== Text for analysis ==
##########

A few days later, Douthat’s Times colleague David Brooks weighed in:

For many people, the gun is a way to protect against crime. But it is also an identity marker. It stands for freedom, self-reliance and the ability to control your own destiny. Gun rights are about living in a country where families are tough enough and responsible enough to stand up for themselves in a dangerous world. (“Guns and the Soul of America,” 10-6-17)

The dark side of individualism and the sense of being under threat in a dangerous world: these speak to the reality of too much and too quick change as the experience of half or more of our population, made worse by the weakness of social supports and community solidarity to undergird the bright side of individualism; and the propensity of certain politicians and cable personalities to exaggerate and manipulate the sense of threat for their own purposes.

I’m not ready to give up on what seems appropriate despair but if there’s an antidote, I want to imagine what it would look like. If we chose to seek happiness and to address the factors that have stood in the way, one aspect of that transformation might consist of returning to the ancient question that asks what a person lives for and looking to see if there’s anything in reflecting upon that that might help, even aside from answering it, for reflection has value in itself.

As far as I know all of the major religions, many ancient philosophical schools, and most contemporary “spiritual but not religious” belief systems conceive a state of enlightened union with an Absolute, in one form or another, as their ultimate experience and abiding awareness. As that perception moves toward the practical level of expression through active engagement with the world it turns into a quest for insight into reality and compassionate living. I take it that such experience and such outcomes are real and of the greatest value. I also take it that even without awareness of these ideas, humans’ nature is to need and desire the solidarity and mutual care that they represent. When there is too little mutuality in daily living or in the institutions that theoretically were designed to serve essential human needs, we are unhappy, often deeply and sometimes pathologically. Some manifest that in addiction to drugs, alcohol, work, money, and so forth. Some kill themselves and some kill others. Recall some of the variables focused on in the World Happiness Report and Bhutan’s Gross National Happiness study: caring, generosity, good governance, community vitality, honesty, ecological health. And relate those to the present state of things. I have thought for many years that the central dysfunctions in the U.S. were economic inequality (and its wide-ranging ripple effects), climate change and our blasé response, and domestic violence and foreign militarism, to which I now add pervasive truthlessness and corrupted, unresponsive government. If these are the problems, I imagine them to be, and if they contribute in manifold ways to national unhappiness, they are suggestive of ways toward more satisfying and meaningful lives. Not simply in reaching the goals, say, of better governance or community vitality but in the shared effort toward elucidating and realizing them. In this, people define and live toward the moral basis for happier society and begin to heal alienation from self and others.

##########

== Raw data ==
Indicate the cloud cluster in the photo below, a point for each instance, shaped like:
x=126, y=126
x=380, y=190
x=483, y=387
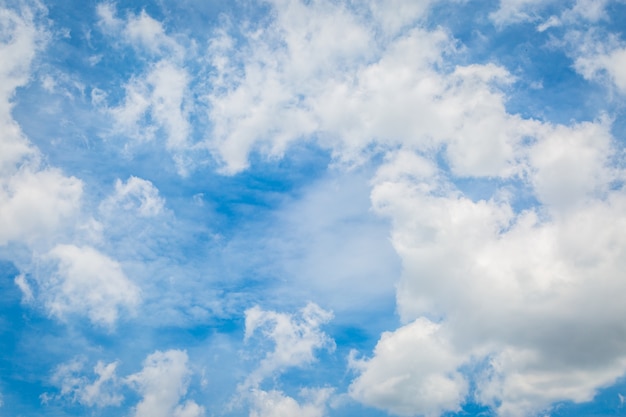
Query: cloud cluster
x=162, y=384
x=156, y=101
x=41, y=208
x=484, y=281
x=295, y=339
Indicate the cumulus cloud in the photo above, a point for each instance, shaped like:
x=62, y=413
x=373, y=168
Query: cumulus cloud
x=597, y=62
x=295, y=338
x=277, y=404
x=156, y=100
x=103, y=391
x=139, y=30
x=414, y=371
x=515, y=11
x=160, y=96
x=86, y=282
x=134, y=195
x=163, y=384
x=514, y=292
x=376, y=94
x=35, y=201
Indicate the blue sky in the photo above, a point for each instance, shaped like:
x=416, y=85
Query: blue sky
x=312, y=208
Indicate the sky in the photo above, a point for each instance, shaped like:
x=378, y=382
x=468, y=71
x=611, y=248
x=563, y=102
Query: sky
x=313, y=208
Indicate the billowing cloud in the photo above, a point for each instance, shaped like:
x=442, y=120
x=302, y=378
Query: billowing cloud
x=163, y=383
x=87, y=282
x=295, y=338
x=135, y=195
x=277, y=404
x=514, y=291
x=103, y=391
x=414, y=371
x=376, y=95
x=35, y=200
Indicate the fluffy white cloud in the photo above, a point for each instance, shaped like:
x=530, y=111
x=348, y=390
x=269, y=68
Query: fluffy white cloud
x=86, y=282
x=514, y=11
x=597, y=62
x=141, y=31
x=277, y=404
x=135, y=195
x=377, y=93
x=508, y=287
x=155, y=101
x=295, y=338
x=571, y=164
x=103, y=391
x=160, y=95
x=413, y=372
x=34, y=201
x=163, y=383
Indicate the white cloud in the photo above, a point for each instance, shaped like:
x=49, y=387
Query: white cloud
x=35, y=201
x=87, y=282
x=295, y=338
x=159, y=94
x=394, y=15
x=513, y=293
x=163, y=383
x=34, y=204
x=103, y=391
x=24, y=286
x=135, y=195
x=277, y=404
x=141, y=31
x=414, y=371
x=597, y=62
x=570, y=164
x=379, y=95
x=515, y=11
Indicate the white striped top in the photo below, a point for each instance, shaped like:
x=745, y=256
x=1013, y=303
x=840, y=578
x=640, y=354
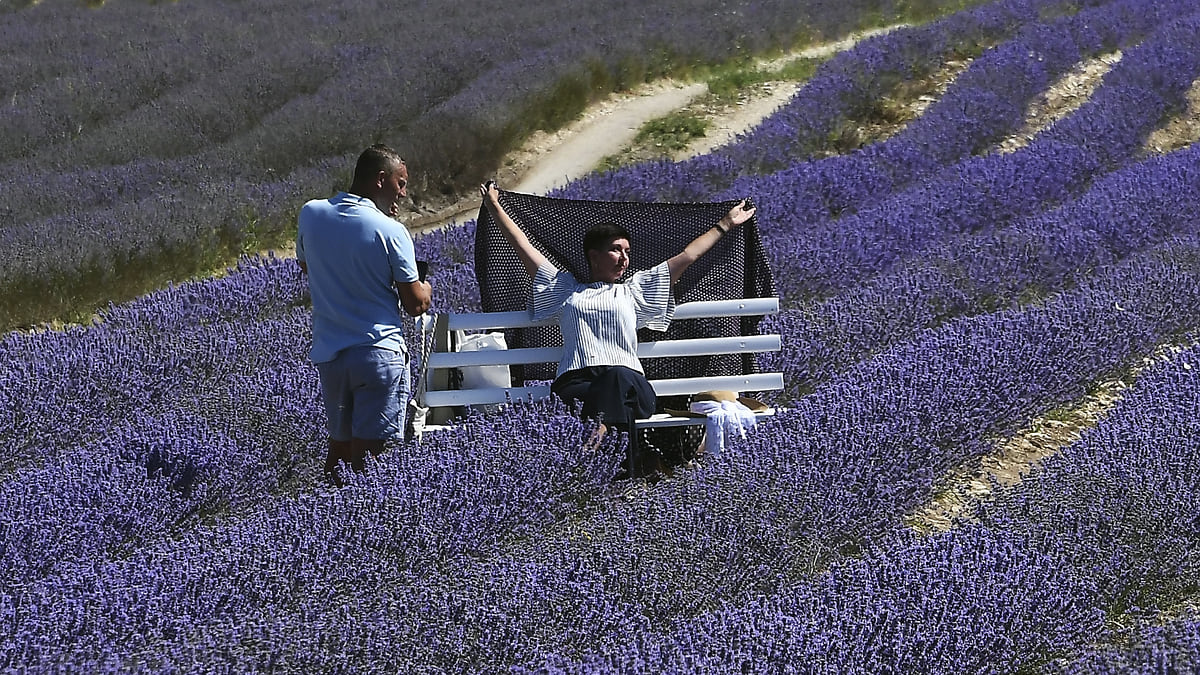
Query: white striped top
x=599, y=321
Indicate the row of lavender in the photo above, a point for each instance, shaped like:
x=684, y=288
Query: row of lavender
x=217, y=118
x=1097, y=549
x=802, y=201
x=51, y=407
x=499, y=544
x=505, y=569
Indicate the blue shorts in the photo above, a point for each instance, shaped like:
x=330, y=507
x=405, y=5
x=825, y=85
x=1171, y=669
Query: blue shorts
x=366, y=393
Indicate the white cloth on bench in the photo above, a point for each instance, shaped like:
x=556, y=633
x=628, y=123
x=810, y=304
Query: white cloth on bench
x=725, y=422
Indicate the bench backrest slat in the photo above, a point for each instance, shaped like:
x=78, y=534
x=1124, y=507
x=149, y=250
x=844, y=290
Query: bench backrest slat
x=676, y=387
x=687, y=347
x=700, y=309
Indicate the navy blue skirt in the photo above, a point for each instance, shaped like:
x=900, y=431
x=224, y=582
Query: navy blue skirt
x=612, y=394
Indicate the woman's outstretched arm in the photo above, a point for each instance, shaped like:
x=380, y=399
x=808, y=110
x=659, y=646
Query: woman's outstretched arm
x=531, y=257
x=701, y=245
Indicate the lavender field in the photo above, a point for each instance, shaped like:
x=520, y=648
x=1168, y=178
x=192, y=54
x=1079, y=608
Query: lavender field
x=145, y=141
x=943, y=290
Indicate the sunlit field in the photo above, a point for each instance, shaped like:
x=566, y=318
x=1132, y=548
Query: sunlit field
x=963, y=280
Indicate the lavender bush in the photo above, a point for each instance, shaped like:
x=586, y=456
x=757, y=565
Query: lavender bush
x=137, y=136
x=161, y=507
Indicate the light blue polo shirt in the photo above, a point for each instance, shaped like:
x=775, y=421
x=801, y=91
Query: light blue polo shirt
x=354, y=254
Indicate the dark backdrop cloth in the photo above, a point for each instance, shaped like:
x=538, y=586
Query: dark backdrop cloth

##########

== Required tasks ==
- a) In the essay on national unhappiness, which two studies does the author ask readers to recall?
- b) Please transcribe the stretch of the essay on national unhappiness from "I’m not ready" through "value in itself.".

== Your responses ==
- a) The World Happiness Report and Bhutan's Gross National Happiness study.

- b)
I’m not ready to give up on what seems appropriate despair but if there’s an antidote, I want to imagine what it would look like. If we chose to seek happiness and to address the factors that have stood in the way, one aspect of that transformation might consist of returning to the ancient question that asks what a person lives for and looking to see if there’s anything in reflecting upon that that might help, even aside from answering it, for reflection has value in itself.